* [Text passage]:

━━━━━━━━━━━━━━━━

Personal logo Cardinal Hawkwood Supporting Member of TMP19 May 2017 6:24 p.m. PST

List in order, if you wish, your choice of who you think may well rate in the "Top Five" commanders of the Seven Years War. Let us keep it to the SYW.
In no particular order .

Loudon
Ferdinand of Brunswick
Frederick II
François de Chevert
Prince Henry of Prussia

Personal logo Cardinal Hawkwood Supporting Member of TMP19 May 2017 6:25 p.m. PST

This one is Good.

Sobieski19 May 2017 6:36 p.m. PST

Fritz
Seydlitz
Hadik
Daun
Wolfe

(several honourable runners-up)

jurgenation Supporting Member of TMP19 May 2017 7:45 p.m. PST

Fredrick…Braune…Daun…Coote(India)…Ferdinand of Brunswick..Honorable mention to Peter the 3rd of Russia who won it for Prussia w/out firing a shot.

Personal logo Narratio Supporting Member of TMP19 May 2017 7:53 p.m. PST

Daun, Seydlitz, Ferdy of Brunswick, Loudon, Freddy II… although the more I look at Coote (thanks jurgenation)… I may have to revise this.

UpperCanada19 May 2017 8:00 p.m. PST

Wolfe would have to be in the top 5…just for territory achieved.

Rallynow Supporting Member of TMP19 May 2017 8:20 p.m. PST

Wolfe

inverugie20 May 2017 2:54 a.m. PST

Wolfe's gains were subsequently reversed by Levis, so on the basis of territory 'gained' both or neither. Then again, Amherst defeated Levis, so …

The 'top commander' concept is difficult without criteria. Frederick II must be considered a 'top commander' at the strategic and operational levels, but weak at the tactical level. Chevert is a very good tactician, but never operates independently at higher levels: Seydlitz is similar. If you take Duffy's 'Russia's Military Way to the West', Saltykov actually comes out of it quite well.

Chokidar20 May 2017 5:27 a.m. PST

You have to take the Russians with a pinch of Saltykov…

Kevin C Supporting Member of TMP20 May 2017 6:56 a.m. PST

If we are measuring leaders by what they achieved, then Clive must also be considered. Realize, however, that I don't think he could have held his own in battle against the others mentioned above. That said, you have already mentioned Coote, who was a great commander in India.

Personal logo herkybird Supporting Member of TMP20 May 2017 1:54 p.m. PST

Prince Henry
Ferdinand of Brunswick
Freidrich II
Wolfe
Daun

olicana21 May 2017 5:07 a.m. PST

For the Brits I would also offer Clive as a solid candidate for long term achievement. He allowed the Brits to rob that massive, hugely wealthy country blind for the next two hundred years.

As they say, you can only beat what's put in front of you.

21eRegt21 May 2017 4:40 p.m. PST

I've always respected Prince Henry (Heinrich) for what he accomplished with the troops given him.
Frederick the Great seems a no-brainer.
Daun
Chevert
Not sure who else.

Hard for me to vote for Wolfe since his battles would be glorified skirmishes in Europe.

Sobieski21 May 2017 5:07 p.m. PST

Interesting that nobody's mentioning Lacy, Loudon, Dessauer, or Ziethen.

Ramming22 May 2017 7:21 a.m. PST

Browne (bit early I know)

━━━━━━━━━━━━━━━━

* [Exercises]:
1. Copy the part of the forum thread on Seven Years War commanders starting with "Personal logo Narratio Supporting Member" and going on through "for territory achieved.".
2. Render the listing as a numbered list, starting with the line with "For the benchmark, spot each instance of the roof" and going on through the last line of the listing, with blank lines left out.

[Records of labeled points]
━━━━━━━━━━━━━━━━

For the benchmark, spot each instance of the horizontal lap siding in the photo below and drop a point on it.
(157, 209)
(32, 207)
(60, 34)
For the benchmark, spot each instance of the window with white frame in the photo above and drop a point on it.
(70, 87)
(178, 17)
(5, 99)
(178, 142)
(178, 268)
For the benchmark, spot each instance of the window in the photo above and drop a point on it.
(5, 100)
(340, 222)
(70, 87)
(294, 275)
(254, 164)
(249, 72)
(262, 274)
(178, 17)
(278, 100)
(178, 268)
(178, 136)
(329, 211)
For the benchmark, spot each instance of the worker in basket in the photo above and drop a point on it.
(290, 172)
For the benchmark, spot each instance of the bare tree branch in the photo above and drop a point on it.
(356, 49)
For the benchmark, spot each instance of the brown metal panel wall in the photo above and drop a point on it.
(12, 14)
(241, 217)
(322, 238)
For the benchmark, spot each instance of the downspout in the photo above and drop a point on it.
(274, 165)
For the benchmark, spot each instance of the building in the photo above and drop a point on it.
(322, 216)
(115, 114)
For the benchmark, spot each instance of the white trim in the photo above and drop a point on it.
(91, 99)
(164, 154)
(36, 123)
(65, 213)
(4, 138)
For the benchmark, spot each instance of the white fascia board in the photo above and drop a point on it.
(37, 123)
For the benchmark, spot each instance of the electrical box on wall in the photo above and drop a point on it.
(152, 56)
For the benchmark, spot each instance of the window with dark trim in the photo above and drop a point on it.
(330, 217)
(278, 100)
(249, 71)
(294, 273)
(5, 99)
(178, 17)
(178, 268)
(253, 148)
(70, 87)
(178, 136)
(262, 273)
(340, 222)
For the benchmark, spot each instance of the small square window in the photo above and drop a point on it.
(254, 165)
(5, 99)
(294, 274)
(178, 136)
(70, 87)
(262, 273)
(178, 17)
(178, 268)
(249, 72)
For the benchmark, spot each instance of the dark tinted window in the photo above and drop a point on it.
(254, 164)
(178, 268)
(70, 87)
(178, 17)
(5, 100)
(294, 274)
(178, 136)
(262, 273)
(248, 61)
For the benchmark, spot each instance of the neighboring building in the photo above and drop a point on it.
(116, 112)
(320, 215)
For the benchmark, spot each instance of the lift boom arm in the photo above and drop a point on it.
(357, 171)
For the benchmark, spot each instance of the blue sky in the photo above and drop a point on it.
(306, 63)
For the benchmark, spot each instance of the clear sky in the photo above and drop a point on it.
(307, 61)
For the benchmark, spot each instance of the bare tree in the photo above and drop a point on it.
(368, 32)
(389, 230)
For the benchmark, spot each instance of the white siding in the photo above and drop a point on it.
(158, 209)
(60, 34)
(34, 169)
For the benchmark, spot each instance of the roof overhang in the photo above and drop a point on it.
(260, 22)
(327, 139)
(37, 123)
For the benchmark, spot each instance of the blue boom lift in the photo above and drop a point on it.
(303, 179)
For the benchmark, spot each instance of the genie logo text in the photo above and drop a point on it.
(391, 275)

━━━━━━━━━━━━━━━━

* [Written answers]:
1.
Personal logo Narratio Supporting Member of TMP19 May 2017 7:53 p.m. PST

Daun, Seydlitz, Ferdy of Brunswick, Loudon, Freddy II… although the more I look at Coote (thanks jurgenation)… I may have to revise this.

UpperCanada19 May 2017 8:00 p.m. PST

Wolfe would have to be in the top 5…just for territory achieved.

2.
1. For the benchmark, spot each instance of the roof overhang in the photo above and drop a point on it.
2. (260, 22)
3. (327, 139)
4. (37, 123)
5. For the benchmark, spot each instance of the blue boom lift in the photo above and drop a point on it.
6. (303, 179)
7. For the benchmark, spot each instance of the genie logo text in the photo above and drop a point on it.
8. (391, 275)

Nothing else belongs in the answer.